> **Exercises**
1. In the article on workers' comp facility fees, which agency issued the decision about the hospital's claim?
2. Pick up the article on workers' comp facility fees after its final sentence and continue it.

If you are a work comp payer, you don’t have to pay those ridiculous facility fees when care is delivered outside the hospital – at least not in Pennsylvania.
That’s the decision rendered by the Pennsylvania Bureau of Workers’ Compensation in a case dating back to 2017. The case arose when a hospital (which I promised not to identify) tried to get reimbursed for care delivered by an affiliated provider, which was NOT “located within XXX hospital”.
The hospital, a “Part A provider and billing entity” didn’t provide the billed services, rather a
“part B provider whose clinic [was] not located with[in] XXX hospital performed, billed, and was reimbursed for services. XXX hospital is not entitled to payment as XXX hospital provided no medical services…”
The actual provider – a “part B provider” affiliate of XXX hospital, delivered the services, submitted a bill and supporting documentation, and was reimbursed.
The hospital also submitted a bill along with documentation that the treating provider had a professional services agreement (PSA) in place with the hospital.
Notably, the PSA “designates that all care and treatment is rendered by [the affiliate’s] personnel, therefore the payer’s attorney questioned exactly what XXX hospital was “providing.”

> **Information supplied**
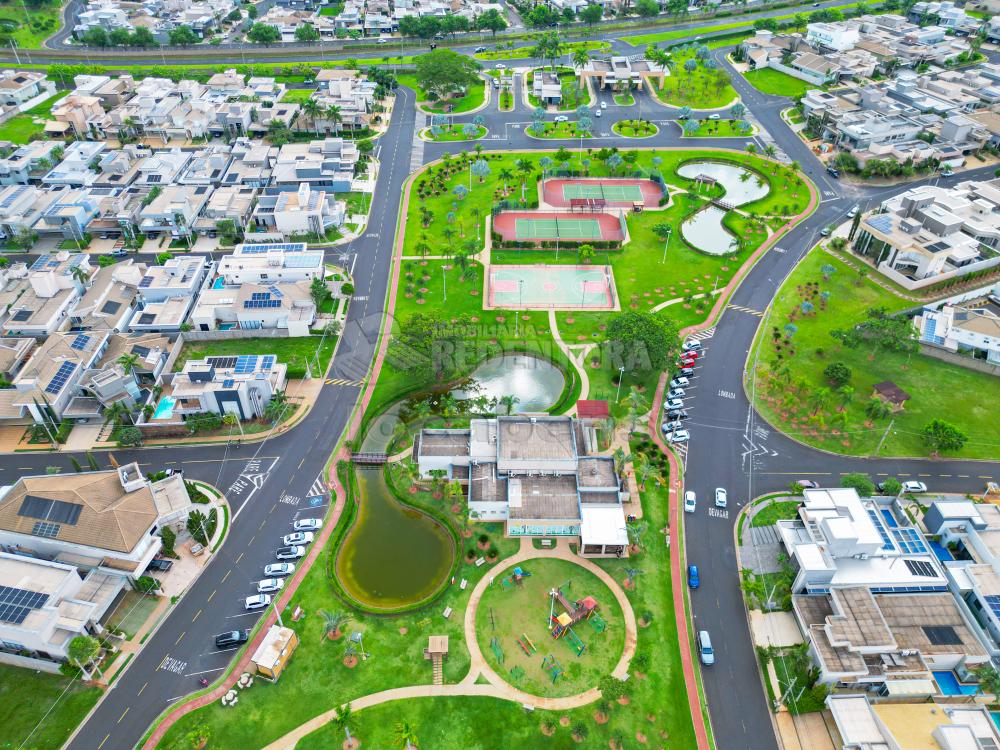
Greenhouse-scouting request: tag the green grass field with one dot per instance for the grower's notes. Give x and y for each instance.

> **Response list**
1. The Pennsylvania Bureau of Workers' Compensation.

2.
There’s a LOT more to this; location codes, provider details, Medicare regulations, bill types and the like are all important. The knowledge level required to correctly reimburse and successfully uphold a denial of payment for facility fees in PA is quite impressive; the entity providing that expertise has a wealth of experience and expertise in the Keystone State.
The cost reduction is equally impressive .
What does this mean for you?
- If you are paying facility fees for care delivered outside of a hospital (Part A) provider, you better get your act together.
- Expertise is way more important than price or throughput.
2 thoughts on “Those damn facility fees”
Sounds like the hospital isn’t up to date on their fraud, waste, and abuse training. It baffles me what justification the hospital thought they had to bill for services they didn’t provide. Having spent my career in provider and payor contracting, I can’t imagine how you’d even structure a PSA such that it entitles an entity like the hospital to bill for services provided by another entity, solely on the basis of having a contractual arrangement. Even if they did put that language in their contract, how can they expect to make it binding on a payor who isn’t a party to that agreement?
Interesting that PA has such strict rules making it difficult to uphold a denial. When I was working for a hospital system in CA, we had the opposite problem – denials were commonplace, and a significant portion of our claims shop’s bandwidth was dedicated to appealing these denials to make sure the hospital was paid for legitimate claims.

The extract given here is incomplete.